Show every line of the items below that contains the string "bride". Matching is case-sensitive.

━━━━━━━━━━━━━━━━━━━━

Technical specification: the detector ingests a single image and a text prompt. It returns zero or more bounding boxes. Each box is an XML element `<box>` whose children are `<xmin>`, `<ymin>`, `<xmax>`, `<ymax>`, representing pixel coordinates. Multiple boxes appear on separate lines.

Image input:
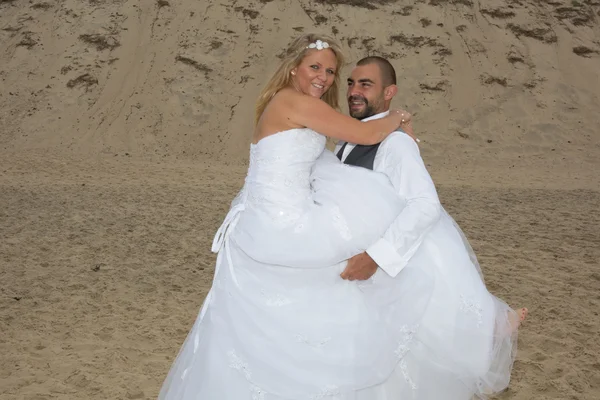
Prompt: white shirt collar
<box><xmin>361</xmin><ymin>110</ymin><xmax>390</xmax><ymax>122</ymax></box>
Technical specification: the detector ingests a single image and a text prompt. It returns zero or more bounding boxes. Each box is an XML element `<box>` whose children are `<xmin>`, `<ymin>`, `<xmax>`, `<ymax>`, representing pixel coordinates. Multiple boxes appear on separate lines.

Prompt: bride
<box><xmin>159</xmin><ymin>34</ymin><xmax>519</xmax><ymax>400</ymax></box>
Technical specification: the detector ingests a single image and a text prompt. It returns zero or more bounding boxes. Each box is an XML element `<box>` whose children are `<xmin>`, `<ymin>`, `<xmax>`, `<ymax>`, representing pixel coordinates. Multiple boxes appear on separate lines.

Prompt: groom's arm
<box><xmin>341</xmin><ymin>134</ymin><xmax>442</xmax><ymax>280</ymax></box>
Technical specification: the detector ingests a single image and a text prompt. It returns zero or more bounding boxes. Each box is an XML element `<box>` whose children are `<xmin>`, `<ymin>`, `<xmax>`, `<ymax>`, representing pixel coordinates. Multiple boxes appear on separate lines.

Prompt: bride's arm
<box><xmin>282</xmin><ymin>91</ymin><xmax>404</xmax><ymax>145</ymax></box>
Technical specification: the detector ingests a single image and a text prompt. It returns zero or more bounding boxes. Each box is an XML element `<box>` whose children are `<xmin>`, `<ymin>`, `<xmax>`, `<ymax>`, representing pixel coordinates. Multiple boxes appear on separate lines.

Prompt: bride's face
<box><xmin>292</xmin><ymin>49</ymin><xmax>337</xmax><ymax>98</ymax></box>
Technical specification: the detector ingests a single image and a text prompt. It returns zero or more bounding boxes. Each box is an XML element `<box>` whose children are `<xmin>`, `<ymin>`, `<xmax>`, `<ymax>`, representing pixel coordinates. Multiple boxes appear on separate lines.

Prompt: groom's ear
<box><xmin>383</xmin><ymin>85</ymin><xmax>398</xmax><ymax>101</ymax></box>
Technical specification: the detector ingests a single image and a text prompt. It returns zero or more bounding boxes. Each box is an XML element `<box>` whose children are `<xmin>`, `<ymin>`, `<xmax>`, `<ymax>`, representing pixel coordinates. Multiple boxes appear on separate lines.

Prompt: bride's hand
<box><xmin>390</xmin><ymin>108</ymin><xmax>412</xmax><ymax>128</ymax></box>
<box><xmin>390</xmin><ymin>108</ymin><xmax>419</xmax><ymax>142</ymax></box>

━━━━━━━━━━━━━━━━━━━━

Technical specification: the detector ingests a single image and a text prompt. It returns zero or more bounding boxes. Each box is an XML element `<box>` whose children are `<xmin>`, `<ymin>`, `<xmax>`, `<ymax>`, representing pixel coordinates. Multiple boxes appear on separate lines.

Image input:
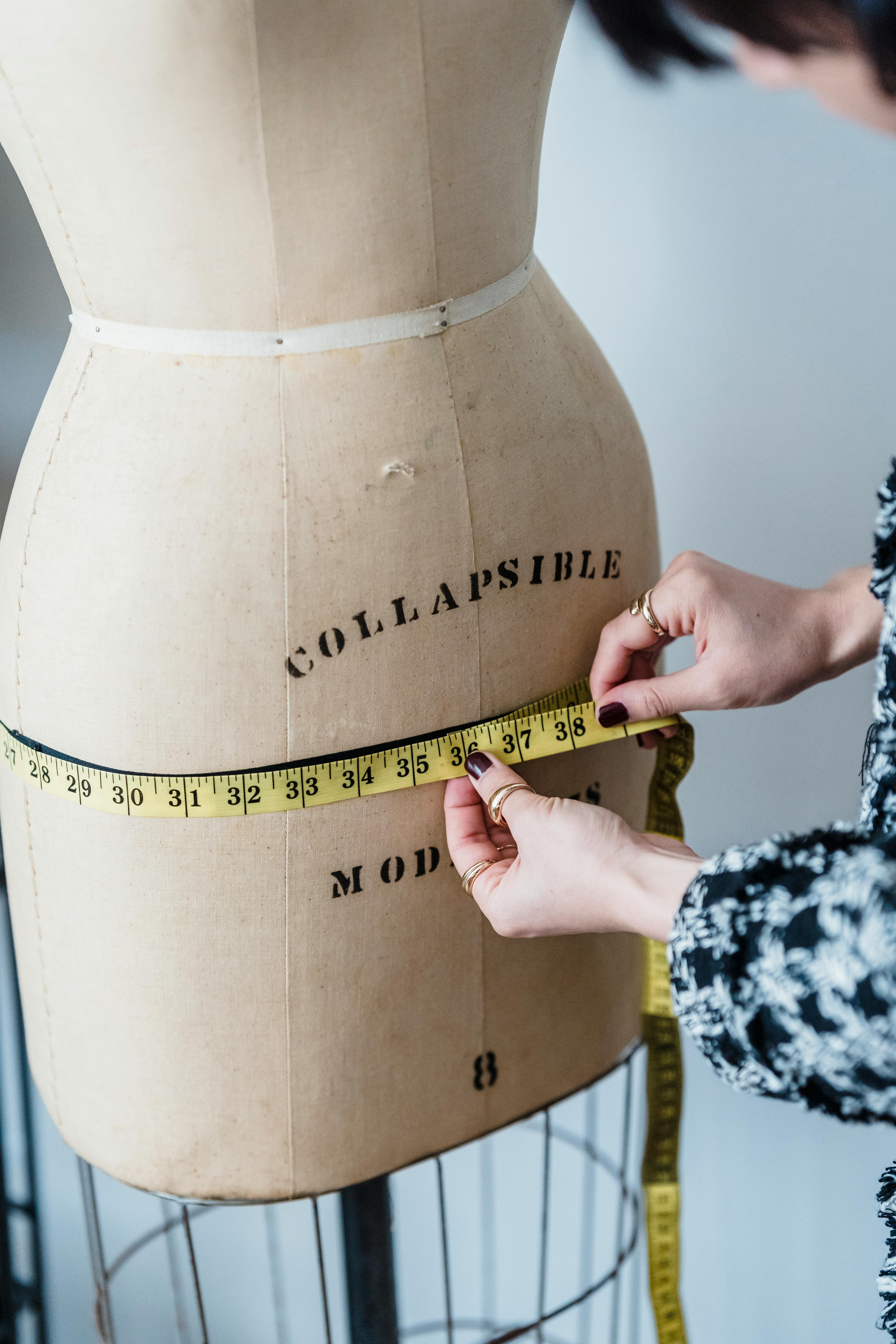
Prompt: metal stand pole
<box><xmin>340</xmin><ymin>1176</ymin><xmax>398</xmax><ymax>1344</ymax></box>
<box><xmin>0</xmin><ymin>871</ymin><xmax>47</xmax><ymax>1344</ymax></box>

━━━━━━━━━━━━━━━━━━━━

Expected answer:
Prompt: bride
Prompt: bride's arm
Prompt: bride's face
Prompt: bride's hand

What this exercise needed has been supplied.